| Task brief |
Repeat each line of the material below word for word, leaving out the pictures.

[Coordinate labeling data]
+ + + +

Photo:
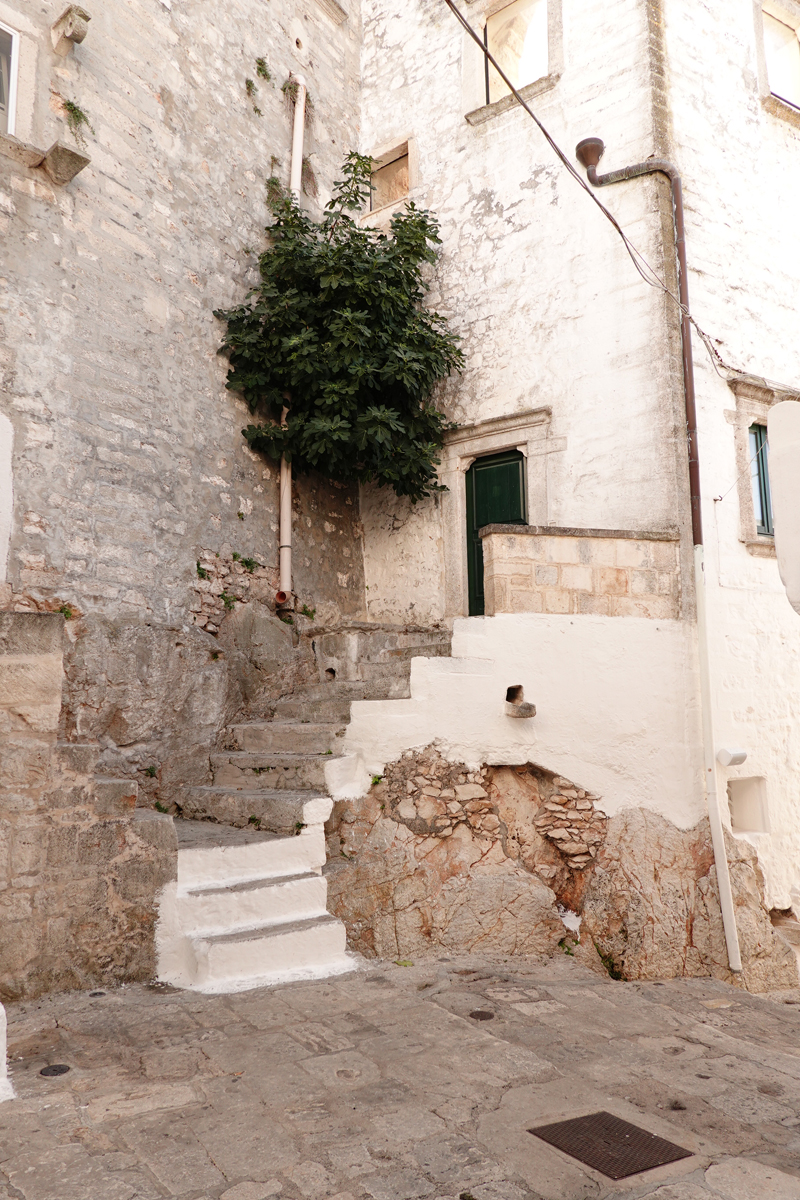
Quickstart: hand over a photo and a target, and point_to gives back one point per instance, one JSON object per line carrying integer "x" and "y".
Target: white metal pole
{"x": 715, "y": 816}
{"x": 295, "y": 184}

+ + + +

| Solution for this problem |
Photo:
Quickstart: hand over a photo and a target, and point_to gives back one point per instance, one JSON object per line carrying integer "x" and "y".
Target: white metal pole
{"x": 715, "y": 816}
{"x": 295, "y": 184}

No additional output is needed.